EXERCISE BRIEF: Render every one of the rows below as a Markdown table with the columns "Line No." and "Text." Put one non-blank line in each table row, number the lines in order, and omit blank lines.

Stored records:
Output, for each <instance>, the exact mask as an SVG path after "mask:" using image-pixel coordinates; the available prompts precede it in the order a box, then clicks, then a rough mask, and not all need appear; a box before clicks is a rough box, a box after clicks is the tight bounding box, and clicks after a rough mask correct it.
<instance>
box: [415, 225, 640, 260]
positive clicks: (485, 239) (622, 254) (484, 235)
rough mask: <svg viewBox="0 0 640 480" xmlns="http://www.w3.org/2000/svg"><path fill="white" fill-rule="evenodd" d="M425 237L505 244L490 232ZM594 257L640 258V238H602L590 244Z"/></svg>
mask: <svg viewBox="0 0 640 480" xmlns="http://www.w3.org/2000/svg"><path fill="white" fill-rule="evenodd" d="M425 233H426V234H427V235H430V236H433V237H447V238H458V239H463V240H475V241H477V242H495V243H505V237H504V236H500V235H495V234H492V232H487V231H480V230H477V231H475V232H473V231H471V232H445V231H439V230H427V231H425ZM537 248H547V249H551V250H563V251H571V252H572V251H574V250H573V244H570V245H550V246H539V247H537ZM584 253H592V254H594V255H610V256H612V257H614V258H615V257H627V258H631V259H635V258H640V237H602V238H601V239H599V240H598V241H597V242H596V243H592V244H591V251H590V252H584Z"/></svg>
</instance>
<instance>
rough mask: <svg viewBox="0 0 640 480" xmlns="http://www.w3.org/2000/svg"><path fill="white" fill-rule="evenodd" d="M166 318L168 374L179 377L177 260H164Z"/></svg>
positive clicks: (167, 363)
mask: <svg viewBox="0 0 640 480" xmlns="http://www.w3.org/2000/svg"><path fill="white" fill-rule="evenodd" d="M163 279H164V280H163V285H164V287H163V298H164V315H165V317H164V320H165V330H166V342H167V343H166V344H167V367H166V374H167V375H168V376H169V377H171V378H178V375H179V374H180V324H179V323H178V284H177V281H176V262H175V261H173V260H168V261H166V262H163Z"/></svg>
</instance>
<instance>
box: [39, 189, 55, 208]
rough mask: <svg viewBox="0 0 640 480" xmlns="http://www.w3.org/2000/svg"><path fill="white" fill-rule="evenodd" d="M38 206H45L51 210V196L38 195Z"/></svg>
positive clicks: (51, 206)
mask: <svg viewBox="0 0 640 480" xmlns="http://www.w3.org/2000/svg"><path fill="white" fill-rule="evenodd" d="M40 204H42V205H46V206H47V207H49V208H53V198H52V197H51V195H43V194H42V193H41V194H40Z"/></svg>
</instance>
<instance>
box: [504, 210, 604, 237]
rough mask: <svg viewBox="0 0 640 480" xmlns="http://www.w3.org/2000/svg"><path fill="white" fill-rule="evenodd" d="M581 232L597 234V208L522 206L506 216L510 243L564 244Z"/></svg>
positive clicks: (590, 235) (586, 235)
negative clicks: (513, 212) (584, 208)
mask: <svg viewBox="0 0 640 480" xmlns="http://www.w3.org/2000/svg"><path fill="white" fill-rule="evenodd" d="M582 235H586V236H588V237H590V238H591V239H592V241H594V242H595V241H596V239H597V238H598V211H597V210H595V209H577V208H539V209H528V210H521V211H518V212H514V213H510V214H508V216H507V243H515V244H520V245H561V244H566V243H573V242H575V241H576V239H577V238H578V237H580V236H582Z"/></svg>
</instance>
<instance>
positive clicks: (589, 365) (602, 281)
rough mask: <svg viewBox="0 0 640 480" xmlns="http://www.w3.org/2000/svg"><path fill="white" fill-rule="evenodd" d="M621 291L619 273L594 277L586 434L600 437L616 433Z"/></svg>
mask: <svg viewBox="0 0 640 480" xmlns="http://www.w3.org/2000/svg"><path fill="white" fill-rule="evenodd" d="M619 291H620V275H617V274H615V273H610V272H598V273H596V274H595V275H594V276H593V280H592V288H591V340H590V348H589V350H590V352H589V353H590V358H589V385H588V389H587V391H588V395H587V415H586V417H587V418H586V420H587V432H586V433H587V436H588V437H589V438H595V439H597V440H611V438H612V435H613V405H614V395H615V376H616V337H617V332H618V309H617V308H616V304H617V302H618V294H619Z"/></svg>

ANSWER TO THE PROBLEM:
| Line No. | Text |
|---|---|
| 1 | Output, for each <instance>, the exact mask as an SVG path after "mask:" using image-pixel coordinates; the available prompts precede it in the order a box, then clicks, then a rough mask, and not all need appear; a box before clicks is a rough box, a box after clicks is the tight bounding box, and clicks after a rough mask correct it. |
| 2 | <instance> |
| 3 | box: [415, 225, 640, 260] |
| 4 | positive clicks: (485, 239) (622, 254) (484, 235) |
| 5 | rough mask: <svg viewBox="0 0 640 480" xmlns="http://www.w3.org/2000/svg"><path fill="white" fill-rule="evenodd" d="M425 237L505 244L490 232ZM594 257L640 258V238H602L590 244Z"/></svg> |
| 6 | mask: <svg viewBox="0 0 640 480" xmlns="http://www.w3.org/2000/svg"><path fill="white" fill-rule="evenodd" d="M425 233H426V234H427V235H430V236H433V237H447V238H458V239H463V240H475V241H477V242H495V243H505V237H504V236H500V235H495V234H492V232H487V231H480V230H477V231H475V232H473V231H471V232H445V231H439V230H427V231H425ZM537 248H547V249H551V250H563V251H571V252H572V251H574V250H573V244H570V245H550V246H539V247H537ZM584 253H592V254H594V255H610V256H612V257H614V258H615V257H627V258H631V259H635V258H640V237H602V238H601V239H599V240H598V241H597V242H596V243H592V244H591V251H590V252H584Z"/></svg> |
| 7 | </instance> |
| 8 | <instance> |
| 9 | rough mask: <svg viewBox="0 0 640 480" xmlns="http://www.w3.org/2000/svg"><path fill="white" fill-rule="evenodd" d="M166 318L168 374L179 377L177 260H164Z"/></svg> |
| 10 | positive clicks: (167, 363) |
| 11 | mask: <svg viewBox="0 0 640 480" xmlns="http://www.w3.org/2000/svg"><path fill="white" fill-rule="evenodd" d="M163 279H164V280H163V285H164V287H163V298H164V315H165V317H164V320H165V330H166V342H167V343H166V344H167V367H166V374H167V375H168V376H169V377H171V378H178V375H179V374H180V324H179V323H178V284H177V281H176V262H175V261H173V260H168V261H166V262H163Z"/></svg> |
| 12 | </instance> |
| 13 | <instance> |
| 14 | box: [39, 189, 55, 208] |
| 15 | rough mask: <svg viewBox="0 0 640 480" xmlns="http://www.w3.org/2000/svg"><path fill="white" fill-rule="evenodd" d="M38 206H45L51 210V196L38 195Z"/></svg> |
| 16 | positive clicks: (51, 206) |
| 17 | mask: <svg viewBox="0 0 640 480" xmlns="http://www.w3.org/2000/svg"><path fill="white" fill-rule="evenodd" d="M40 204H42V205H46V206H47V207H49V208H53V198H52V197H51V195H43V194H42V193H41V194H40Z"/></svg> |
| 18 | </instance> |
| 19 | <instance> |
| 20 | box: [504, 210, 604, 237] |
| 21 | rough mask: <svg viewBox="0 0 640 480" xmlns="http://www.w3.org/2000/svg"><path fill="white" fill-rule="evenodd" d="M581 232L597 234V208L522 206L506 216L510 243L564 244Z"/></svg> |
| 22 | positive clicks: (590, 235) (586, 235) |
| 23 | negative clicks: (513, 212) (584, 208) |
| 24 | mask: <svg viewBox="0 0 640 480" xmlns="http://www.w3.org/2000/svg"><path fill="white" fill-rule="evenodd" d="M582 235H586V236H588V237H590V238H591V239H592V241H594V242H595V241H596V239H597V238H598V211H597V210H595V209H577V208H539V209H528V210H521V211H518V212H514V213H510V214H508V216H507V243H515V244H520V245H561V244H566V243H573V242H575V241H576V239H577V238H578V237H580V236H582Z"/></svg> |
| 25 | </instance> |
| 26 | <instance> |
| 27 | positive clicks: (589, 365) (602, 281) |
| 28 | rough mask: <svg viewBox="0 0 640 480" xmlns="http://www.w3.org/2000/svg"><path fill="white" fill-rule="evenodd" d="M621 291L619 273L594 277L586 434L600 437L616 433Z"/></svg> |
| 29 | mask: <svg viewBox="0 0 640 480" xmlns="http://www.w3.org/2000/svg"><path fill="white" fill-rule="evenodd" d="M619 291H620V275H617V274H615V273H610V272H598V273H596V274H595V275H594V276H593V280H592V288H591V340H590V348H589V350H590V352H589V353H590V358H589V385H588V389H587V391H588V395H587V415H586V417H587V418H586V420H587V432H586V433H587V436H588V437H589V438H595V439H597V440H611V438H612V435H613V405H614V395H615V376H616V337H617V332H618V309H617V308H616V304H617V302H618V294H619Z"/></svg> |